• Tugas yang Diberikan
Salin persis bagian makalah tentang sejarah pendidikan Islam pada masa Orde Lama, mulai dari kata-kata yang memuat "A.  Pendahuluan". Berhentilah setelah "memasukkan bangsa Indonesia.".

── Kutipan Teks ──

Makalah Sejarah Pendidikan Islam Indonesia Pada Masa Orde Lama

Salam cerdas…..

A.  Pendahuluan

Bangsa Indonesia telah mengalami berbagai bentuk praktek pendidikan: praktek pendidikan Hindu, pendidikan Budhis, pendidikan Islam, pendidikan zaman VOC, pendidikan kolonial Belanda, pendidikan zaman pendudukan Jepang, dan pendidikan zaman setelah kemerdekaan. Berbagai praktek pendidikan memiliki dasar filosofis dan tujuan yang berbeda-beda. Beberapa praktek pendidikan yang telah dilaksanakan oleh bangsa Indonesia adalah: pendidikan modern zaman kolonial Belanda, praktek pendidikan zaman kemerdekaan sampai pada tahun 1965, yang sering kita sebut sebagai orde lama, praktek pendidikan dalam masa pembangunan orde baru, dan praktek pendidikan di era formasi sekarang.[1] Pada masa orde lama ini, pendidikan berkembang dengan baik, karena adanya kesadaran pemimpin bangsa untuk memasukkan bangsa Indonesia.

───
── Informasi Tercatat ──

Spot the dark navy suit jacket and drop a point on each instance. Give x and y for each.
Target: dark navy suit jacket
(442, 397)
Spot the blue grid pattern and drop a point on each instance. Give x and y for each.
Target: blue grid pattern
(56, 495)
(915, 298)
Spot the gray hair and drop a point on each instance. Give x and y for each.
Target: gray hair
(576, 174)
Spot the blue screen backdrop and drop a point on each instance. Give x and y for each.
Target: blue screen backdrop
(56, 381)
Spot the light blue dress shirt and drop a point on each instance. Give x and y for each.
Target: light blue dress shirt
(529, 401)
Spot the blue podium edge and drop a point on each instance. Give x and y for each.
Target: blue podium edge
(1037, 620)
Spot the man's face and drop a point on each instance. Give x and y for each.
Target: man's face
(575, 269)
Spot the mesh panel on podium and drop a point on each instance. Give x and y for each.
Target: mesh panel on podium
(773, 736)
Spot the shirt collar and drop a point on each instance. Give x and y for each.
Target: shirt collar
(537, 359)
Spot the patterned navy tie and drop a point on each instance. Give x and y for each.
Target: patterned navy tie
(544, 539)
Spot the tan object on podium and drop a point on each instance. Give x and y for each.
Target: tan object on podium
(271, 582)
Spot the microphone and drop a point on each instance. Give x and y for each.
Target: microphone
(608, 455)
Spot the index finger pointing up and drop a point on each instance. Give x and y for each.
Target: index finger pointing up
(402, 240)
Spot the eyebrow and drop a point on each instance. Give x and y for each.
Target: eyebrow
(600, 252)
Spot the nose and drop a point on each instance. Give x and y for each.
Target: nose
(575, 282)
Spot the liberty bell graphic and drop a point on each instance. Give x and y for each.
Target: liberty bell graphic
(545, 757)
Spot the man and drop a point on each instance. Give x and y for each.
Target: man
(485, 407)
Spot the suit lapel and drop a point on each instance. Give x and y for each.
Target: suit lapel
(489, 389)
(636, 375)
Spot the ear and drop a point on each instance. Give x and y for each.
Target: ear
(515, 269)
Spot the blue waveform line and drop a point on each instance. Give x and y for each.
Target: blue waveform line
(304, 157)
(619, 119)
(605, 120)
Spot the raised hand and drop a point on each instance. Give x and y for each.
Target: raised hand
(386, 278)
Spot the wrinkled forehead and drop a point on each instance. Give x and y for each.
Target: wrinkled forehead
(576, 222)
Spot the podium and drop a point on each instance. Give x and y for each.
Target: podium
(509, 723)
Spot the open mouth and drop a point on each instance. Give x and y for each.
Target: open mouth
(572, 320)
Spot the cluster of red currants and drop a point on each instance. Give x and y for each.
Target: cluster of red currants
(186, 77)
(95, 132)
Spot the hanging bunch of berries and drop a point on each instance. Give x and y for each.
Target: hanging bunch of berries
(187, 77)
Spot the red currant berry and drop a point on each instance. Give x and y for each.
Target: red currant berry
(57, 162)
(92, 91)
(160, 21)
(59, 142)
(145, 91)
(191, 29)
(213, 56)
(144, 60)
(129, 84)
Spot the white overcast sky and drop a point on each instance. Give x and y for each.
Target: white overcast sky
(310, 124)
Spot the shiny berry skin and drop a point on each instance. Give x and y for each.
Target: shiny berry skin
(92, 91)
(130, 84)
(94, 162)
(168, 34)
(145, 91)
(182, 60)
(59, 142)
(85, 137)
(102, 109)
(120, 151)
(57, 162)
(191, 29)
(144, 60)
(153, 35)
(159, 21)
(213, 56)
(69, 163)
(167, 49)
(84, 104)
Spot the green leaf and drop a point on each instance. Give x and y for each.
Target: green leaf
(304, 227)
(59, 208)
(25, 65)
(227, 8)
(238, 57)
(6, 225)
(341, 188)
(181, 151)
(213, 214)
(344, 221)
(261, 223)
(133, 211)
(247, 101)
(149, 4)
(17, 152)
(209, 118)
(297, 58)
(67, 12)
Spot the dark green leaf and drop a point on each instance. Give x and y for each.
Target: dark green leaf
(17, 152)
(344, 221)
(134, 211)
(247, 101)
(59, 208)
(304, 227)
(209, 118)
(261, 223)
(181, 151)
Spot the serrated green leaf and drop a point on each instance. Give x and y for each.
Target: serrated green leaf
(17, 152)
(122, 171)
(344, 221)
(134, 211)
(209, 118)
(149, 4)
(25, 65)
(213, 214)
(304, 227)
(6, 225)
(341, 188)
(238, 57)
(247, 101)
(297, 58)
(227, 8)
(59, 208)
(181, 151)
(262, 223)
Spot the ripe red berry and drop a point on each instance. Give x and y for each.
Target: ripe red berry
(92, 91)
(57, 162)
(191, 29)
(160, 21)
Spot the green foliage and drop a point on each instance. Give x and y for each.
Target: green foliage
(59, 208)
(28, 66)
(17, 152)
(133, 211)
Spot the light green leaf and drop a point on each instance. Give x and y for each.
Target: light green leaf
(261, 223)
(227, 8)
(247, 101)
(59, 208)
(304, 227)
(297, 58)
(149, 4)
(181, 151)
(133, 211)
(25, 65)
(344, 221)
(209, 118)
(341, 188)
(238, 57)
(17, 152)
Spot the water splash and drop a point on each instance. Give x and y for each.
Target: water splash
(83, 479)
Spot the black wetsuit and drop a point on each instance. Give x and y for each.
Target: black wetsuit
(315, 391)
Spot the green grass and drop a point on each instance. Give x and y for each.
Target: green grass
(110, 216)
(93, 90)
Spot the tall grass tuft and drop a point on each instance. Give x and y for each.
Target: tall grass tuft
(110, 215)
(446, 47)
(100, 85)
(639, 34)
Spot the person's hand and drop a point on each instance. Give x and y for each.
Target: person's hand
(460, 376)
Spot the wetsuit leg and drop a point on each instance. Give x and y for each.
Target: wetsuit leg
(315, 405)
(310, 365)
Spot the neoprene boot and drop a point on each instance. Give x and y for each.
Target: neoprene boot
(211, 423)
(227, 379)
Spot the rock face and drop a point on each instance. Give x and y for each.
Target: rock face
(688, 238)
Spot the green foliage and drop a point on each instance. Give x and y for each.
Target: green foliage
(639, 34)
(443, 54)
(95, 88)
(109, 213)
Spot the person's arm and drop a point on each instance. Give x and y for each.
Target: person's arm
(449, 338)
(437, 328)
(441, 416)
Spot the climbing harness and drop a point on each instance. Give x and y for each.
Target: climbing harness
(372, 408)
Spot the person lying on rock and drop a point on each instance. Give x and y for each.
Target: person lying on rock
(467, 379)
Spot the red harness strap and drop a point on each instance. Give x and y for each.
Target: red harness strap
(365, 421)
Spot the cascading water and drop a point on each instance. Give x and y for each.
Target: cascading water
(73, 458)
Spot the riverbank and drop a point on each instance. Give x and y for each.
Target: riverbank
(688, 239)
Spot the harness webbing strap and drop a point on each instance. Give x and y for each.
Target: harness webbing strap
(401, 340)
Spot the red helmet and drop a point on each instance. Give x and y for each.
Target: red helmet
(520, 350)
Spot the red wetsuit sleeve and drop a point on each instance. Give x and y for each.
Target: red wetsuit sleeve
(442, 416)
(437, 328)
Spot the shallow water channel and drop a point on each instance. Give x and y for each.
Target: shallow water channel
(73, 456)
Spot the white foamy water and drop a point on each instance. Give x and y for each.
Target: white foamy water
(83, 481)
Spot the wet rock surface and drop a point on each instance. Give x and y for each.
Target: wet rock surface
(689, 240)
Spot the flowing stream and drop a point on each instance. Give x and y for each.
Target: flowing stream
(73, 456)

───

• Jawaban Latihan Ini
A.  Pendahuluan

Bangsa Indonesia telah mengalami berbagai bentuk praktek pendidikan: praktek pendidikan Hindu, pendidikan Budhis, pendidikan Islam, pendidikan zaman VOC, pendidikan kolonial Belanda, pendidikan zaman pendudukan Jepang, dan pendidikan zaman setelah kemerdekaan. Berbagai praktek pendidikan memiliki dasar filosofis dan tujuan yang berbeda-beda. Beberapa praktek pendidikan yang telah dilaksanakan oleh bangsa Indonesia adalah: pendidikan modern zaman kolonial Belanda, praktek pendidikan zaman kemerdekaan sampai pada tahun 1965, yang sering kita sebut sebagai orde lama, praktek pendidikan dalam masa pembangunan orde baru, dan praktek pendidikan di era formasi sekarang.[1] Pada masa orde lama ini, pendidikan berkembang dengan baik, karena adanya kesadaran pemimpin bangsa untuk memasukkan bangsa Indonesia.